• **EXTRAIT À LIRE**
============
Ces trois aspects s’entrecroisent dans une grande confusion, que tente de démêler Christian Lévêque, écologue dans notre émission « L’écologie : science, politique ou idéologie ? » de décembre, dénonçant une science dévoyée mise au service d’une idéologie délirante sacralisant la « Nature » au profit d’intérêts politiques et économiques et qui nous éloigne des réelles problématiques écologiques.

D’où provient le discours stéréotypé des idéologues écologistes pour lesquels il faudrait préserver une nature, fondamentalement bonne et harmonieuse, de toute influence humaine, fondamentalement mauvaise et destructrice ? Il n’est pas difficile de déceler, derrière l’absurdité de cette position qui ne répond en rien à la crise écologique, la résurgence mythique du judéo-christianisme et de son fameux jardin d’Éden. Il existe même, depuis une soixantaine d’années, un courant religieux dont c’est la propagande explicite et qui a pénétré toutes les institutions internationales environnementales. Ces croyants et théologiens anglo-saxons font de l’Homme l’intendant de Dieu sur Terre devant se soumettre à la Création Divine. La nature est alors sacralisée et la biodiversité investie d’une valeur intrinsèque qui doit transcender tous les intérêts humains.
Arnaud Blaret, humaniste, libre-penseur athée et autodidacte, nous raconte sa longue enquête sur cette nébuleuse théologique inconnue et à l’influence considérable dans notre entretien de l’automne 2024 et appelle à une renaissance de la raison, une libre-pensée environnementale et une reprise en main démocratique des enjeux écologiques.

Pourtant, croire la nature éternelle et éternellement bienveillante semble une manière contournée mais efficace de lui retirer sa part de sauvage, d’inconnu, d’incertain, d’immaîtrisable – bref de naturel. Derrière ce mythe de l’amour universel de la nature, pour la nature, que chacun d’entre nous prétend ressentir, se cache une réalité moins honorable : une haine indicible pour cet univers incontrôlable, mouvant et contradictoire, chaotique même qui échappe obstinément à notre volonté. Du fond de l’inconscient comme du cœur des sociétés historiques sourd une profonde ambivalence que l’on peine à masquer derrière les meilleurs sentiments du monde. C’est ce que tente de décrypter Christian Godin dans notre émission de janvier dernier « La haine de la nature », explorant la face sombre de nos sentiments face aux éléments naturels.
============
• **Entrées de données**
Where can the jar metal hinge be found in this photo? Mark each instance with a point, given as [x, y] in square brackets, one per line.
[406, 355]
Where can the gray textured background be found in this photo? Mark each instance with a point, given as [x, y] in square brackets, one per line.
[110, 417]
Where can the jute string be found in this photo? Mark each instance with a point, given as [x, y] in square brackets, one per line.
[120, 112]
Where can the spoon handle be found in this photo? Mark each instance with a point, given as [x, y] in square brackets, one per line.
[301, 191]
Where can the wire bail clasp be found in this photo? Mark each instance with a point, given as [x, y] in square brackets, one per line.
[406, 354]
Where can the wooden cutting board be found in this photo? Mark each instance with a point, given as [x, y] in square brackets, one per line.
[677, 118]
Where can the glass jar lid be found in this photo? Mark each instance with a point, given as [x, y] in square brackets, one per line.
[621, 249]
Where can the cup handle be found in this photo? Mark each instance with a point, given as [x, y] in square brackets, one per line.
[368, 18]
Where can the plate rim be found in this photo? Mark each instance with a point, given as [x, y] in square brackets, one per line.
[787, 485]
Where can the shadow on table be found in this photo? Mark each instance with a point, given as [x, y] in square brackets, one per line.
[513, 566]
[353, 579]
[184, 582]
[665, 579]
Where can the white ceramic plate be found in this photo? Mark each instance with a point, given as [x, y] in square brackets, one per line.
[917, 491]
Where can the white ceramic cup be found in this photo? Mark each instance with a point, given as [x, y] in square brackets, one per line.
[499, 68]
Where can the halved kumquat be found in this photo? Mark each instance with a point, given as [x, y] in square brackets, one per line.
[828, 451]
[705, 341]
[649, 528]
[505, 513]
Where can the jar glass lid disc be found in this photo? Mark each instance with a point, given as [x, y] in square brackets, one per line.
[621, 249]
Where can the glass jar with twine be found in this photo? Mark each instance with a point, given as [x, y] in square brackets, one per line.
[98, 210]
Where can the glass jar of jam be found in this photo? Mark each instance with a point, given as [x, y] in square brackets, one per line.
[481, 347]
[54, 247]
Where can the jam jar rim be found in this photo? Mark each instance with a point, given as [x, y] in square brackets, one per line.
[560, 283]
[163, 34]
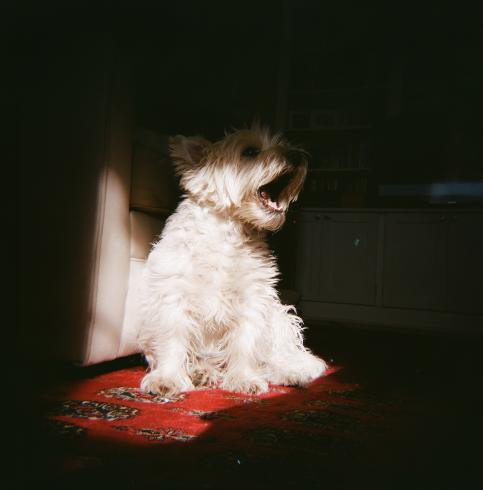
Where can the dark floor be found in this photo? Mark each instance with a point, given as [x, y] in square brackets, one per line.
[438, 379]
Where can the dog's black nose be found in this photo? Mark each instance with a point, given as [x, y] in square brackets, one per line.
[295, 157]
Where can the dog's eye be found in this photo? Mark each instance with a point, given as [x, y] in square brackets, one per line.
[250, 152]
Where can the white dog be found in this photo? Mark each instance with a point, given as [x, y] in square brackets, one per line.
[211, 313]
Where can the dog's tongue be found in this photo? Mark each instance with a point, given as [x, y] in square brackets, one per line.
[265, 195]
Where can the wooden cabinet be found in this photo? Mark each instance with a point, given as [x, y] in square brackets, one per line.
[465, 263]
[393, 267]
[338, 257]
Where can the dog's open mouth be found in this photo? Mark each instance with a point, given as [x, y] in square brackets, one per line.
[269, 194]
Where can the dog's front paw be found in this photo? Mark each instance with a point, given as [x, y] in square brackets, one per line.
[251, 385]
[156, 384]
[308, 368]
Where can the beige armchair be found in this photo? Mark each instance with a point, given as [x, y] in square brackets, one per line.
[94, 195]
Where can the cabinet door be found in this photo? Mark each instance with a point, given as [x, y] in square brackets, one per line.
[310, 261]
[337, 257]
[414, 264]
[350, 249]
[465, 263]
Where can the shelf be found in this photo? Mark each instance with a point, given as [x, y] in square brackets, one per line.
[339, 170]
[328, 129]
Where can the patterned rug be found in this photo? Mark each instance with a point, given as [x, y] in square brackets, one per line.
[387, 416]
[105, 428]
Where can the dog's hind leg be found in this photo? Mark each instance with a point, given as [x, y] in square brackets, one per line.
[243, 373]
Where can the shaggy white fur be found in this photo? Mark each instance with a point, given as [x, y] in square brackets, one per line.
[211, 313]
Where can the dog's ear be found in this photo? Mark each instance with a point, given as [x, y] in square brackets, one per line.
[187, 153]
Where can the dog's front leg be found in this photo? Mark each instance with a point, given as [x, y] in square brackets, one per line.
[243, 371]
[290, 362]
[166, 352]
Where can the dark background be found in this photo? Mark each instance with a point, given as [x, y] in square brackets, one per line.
============
• **TÂCHES ET EXERCICES**
[a] D'après l'extrait, quelle est la profession de Christian Lévêque ?
[b] Dressez la liste de toutes les personnes nommées dans l'extrait.
[c] Relevez dans l'extrait le passage qui s'ouvre sur les mots contenant « Pourtant, croire la » et se clôt sur « aux éléments naturels. ».
Les entrées constituent un matériau distinct de l'extrait.

• **RÉPONSES AUX TÂCHES**
[a] Christian Lévêque est écologue.

[b]
- Christian Lévêque
- Arnaud Blaret
- Christian Godin

[c]
Pourtant, croire la nature éternelle et éternellement bienveillante semble une manière contournée mais efficace de lui retirer sa part de sauvage, d’inconnu, d’incertain, d’immaîtrisable – bref de naturel. Derrière ce mythe de l’amour universel de la nature, pour la nature, que chacun d’entre nous prétend ressentir, se cache une réalité moins honorable : une haine indicible pour cet univers incontrôlable, mouvant et contradictoire, chaotique même qui échappe obstinément à notre volonté. Du fond de l’inconscient comme du cœur des sociétés historiques sourd une profonde ambivalence que l’on peine à masquer derrière les meilleurs sentiments du monde. C’est ce que tente de décrypter Christian Godin dans notre émission de janvier dernier « La haine de la nature », explorant la face sombre de nos sentiments face aux éléments naturels.